What is needed » Your task is to transcribe the entries below exactly, beginning with the line containing "Where can the blurred person's" and ending with the final line, and to add nothing else.
<<<<
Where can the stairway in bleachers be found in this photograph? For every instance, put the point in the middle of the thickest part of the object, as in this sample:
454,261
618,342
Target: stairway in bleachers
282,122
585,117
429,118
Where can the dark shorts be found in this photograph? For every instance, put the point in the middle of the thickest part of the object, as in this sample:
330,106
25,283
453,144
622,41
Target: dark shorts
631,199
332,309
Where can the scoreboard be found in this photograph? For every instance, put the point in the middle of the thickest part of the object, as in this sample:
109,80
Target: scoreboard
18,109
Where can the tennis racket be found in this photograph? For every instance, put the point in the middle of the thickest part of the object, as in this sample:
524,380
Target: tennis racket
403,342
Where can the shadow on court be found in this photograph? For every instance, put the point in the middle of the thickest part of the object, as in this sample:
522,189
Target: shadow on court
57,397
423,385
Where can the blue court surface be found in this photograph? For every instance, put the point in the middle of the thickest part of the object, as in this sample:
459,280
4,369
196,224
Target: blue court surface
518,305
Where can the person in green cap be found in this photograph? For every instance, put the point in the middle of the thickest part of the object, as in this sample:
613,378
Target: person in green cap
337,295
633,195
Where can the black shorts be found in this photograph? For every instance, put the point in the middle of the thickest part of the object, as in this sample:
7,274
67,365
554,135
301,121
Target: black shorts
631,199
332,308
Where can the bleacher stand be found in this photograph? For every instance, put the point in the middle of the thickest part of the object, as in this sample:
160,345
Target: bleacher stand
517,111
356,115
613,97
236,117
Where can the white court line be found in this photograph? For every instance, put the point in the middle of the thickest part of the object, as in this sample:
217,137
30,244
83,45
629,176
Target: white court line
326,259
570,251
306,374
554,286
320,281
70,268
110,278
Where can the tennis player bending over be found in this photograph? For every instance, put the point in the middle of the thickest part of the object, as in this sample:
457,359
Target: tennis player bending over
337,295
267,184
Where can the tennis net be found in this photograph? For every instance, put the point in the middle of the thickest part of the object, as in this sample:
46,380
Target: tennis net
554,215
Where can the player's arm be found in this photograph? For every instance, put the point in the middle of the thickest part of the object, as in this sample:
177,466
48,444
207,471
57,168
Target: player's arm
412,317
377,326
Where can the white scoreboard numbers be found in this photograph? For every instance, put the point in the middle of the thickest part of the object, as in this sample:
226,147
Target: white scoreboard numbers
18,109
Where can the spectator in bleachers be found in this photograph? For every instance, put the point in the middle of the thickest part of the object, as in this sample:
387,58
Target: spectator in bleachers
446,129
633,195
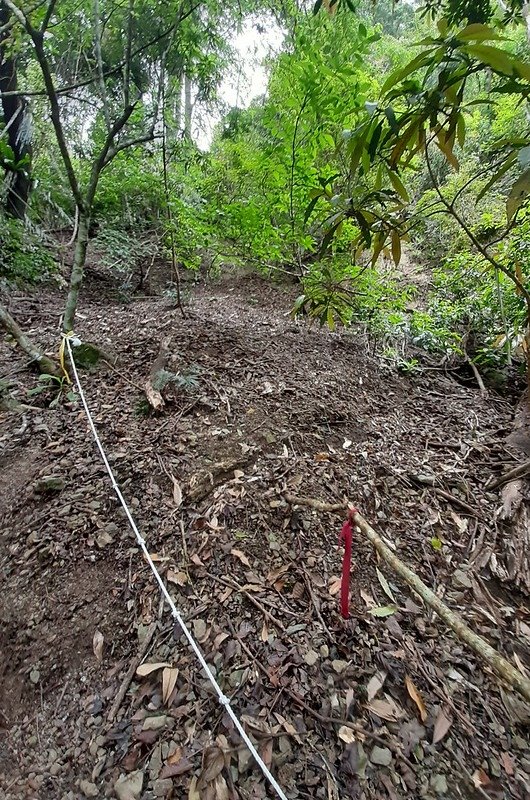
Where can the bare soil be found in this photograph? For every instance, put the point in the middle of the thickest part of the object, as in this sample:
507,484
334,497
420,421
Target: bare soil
264,406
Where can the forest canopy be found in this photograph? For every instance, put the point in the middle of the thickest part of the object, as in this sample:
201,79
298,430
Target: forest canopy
385,169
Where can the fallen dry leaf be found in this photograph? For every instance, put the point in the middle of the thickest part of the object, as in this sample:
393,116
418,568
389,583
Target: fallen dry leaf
416,696
146,669
480,778
177,492
442,725
97,645
242,557
169,679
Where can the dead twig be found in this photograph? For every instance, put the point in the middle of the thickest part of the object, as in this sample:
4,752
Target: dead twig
512,474
237,588
152,392
316,714
456,501
129,675
316,603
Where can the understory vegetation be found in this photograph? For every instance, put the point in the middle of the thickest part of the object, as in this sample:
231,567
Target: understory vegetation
385,169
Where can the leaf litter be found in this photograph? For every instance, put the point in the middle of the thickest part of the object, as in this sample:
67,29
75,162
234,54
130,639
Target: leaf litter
386,704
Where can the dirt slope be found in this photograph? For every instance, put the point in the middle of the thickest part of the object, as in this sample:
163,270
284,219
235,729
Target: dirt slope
269,406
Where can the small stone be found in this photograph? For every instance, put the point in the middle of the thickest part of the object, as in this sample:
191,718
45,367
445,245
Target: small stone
162,787
129,787
461,580
89,789
311,658
381,756
103,538
154,723
439,784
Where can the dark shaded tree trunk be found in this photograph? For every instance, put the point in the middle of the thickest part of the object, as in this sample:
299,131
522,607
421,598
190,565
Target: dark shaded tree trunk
16,118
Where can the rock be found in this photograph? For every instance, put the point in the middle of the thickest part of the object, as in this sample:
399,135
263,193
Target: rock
103,538
381,756
461,580
129,787
162,787
49,483
439,784
154,723
89,789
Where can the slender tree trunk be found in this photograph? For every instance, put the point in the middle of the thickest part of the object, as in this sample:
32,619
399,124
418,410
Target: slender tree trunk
78,268
44,363
188,108
17,120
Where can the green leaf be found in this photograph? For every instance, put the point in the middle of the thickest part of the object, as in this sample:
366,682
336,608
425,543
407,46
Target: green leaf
523,156
311,207
436,543
396,247
518,194
499,60
497,176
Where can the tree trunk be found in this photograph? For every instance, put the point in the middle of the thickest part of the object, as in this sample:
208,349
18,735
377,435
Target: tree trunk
78,269
188,108
17,120
44,363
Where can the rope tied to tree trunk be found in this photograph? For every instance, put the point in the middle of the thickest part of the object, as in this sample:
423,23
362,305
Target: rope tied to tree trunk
67,340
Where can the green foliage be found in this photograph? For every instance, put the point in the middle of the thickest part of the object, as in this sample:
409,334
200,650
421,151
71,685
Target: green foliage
24,258
55,388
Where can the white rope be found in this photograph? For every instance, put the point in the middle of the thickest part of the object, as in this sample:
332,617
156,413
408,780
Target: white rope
223,699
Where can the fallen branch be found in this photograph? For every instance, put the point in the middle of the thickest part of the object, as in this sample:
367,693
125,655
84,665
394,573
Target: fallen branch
485,651
478,377
129,675
152,387
516,472
316,714
45,364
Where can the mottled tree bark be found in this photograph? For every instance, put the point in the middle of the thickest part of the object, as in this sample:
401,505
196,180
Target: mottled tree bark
17,121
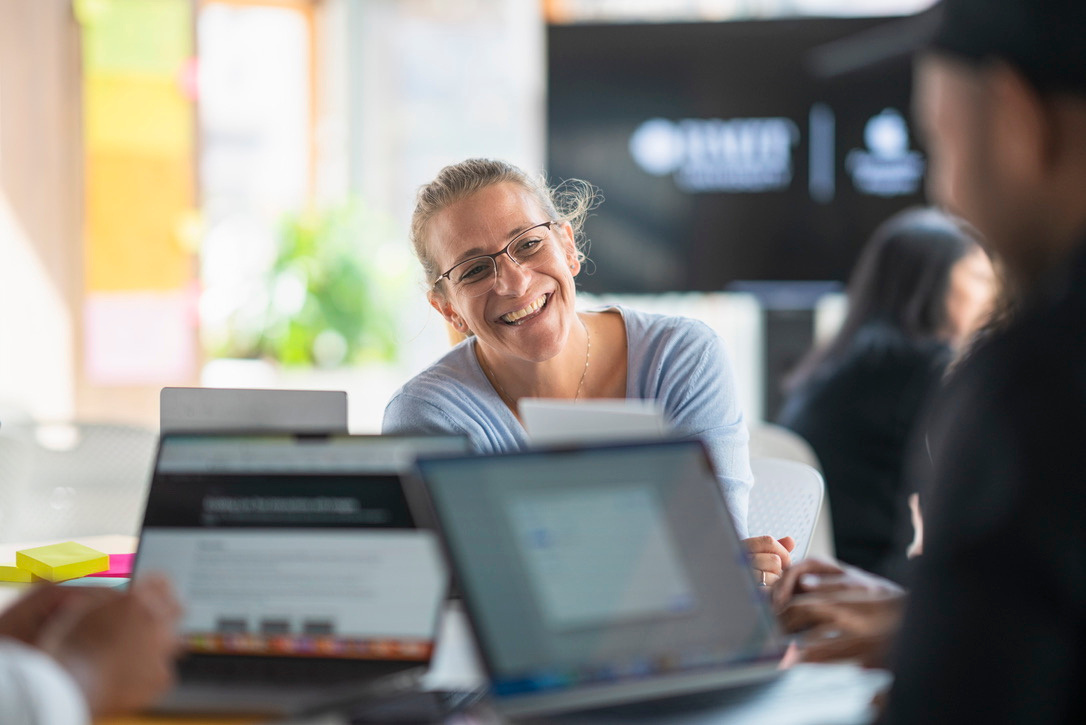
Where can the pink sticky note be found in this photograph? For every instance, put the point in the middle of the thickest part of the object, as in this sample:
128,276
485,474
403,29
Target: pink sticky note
121,564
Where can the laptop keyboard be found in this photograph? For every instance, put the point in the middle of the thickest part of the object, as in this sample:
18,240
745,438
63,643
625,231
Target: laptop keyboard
279,671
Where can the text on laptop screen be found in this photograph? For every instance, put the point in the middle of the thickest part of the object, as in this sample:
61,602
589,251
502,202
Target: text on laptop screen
293,547
598,565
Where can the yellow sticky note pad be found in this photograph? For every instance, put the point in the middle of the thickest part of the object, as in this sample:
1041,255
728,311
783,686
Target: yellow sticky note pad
58,562
10,573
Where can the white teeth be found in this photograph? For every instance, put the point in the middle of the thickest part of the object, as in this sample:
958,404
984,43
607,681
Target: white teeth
513,317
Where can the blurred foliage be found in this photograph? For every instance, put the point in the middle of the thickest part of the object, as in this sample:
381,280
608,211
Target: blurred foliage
331,292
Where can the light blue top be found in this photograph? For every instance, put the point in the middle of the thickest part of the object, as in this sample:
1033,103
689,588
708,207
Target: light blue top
676,360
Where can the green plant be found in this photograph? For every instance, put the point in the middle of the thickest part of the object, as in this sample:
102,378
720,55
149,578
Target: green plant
330,294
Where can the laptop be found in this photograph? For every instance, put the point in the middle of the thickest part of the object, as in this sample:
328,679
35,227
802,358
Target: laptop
562,421
304,581
206,409
601,576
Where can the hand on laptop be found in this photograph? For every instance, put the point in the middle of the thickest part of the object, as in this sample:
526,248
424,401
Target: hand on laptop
120,648
769,557
843,612
27,617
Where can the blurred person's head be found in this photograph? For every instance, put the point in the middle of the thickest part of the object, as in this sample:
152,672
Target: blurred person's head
1001,98
922,272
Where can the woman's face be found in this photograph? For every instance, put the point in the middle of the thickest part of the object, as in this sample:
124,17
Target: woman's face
970,295
529,313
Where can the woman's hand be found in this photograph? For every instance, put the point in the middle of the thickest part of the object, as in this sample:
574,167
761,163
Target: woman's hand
769,557
120,648
844,612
>>>>
Reply »
Where can the blurred person's head be found in this photograph? For every instance, put the point in the middle of the thickest part of the object, as in this sample:
152,672
Target: blurred person's head
1001,98
922,272
Where can the woman's face be found in this photograph? For every instance, put the point in the middle of the thickest part of the object, as in this sample:
124,17
Target: woman's face
970,295
529,313
Where can the woman's hand be found in this photograph? For every instance, put the point in the middle of the thickest part of the object, as in this sample:
574,167
761,163
Target: woman's hand
769,557
120,648
844,612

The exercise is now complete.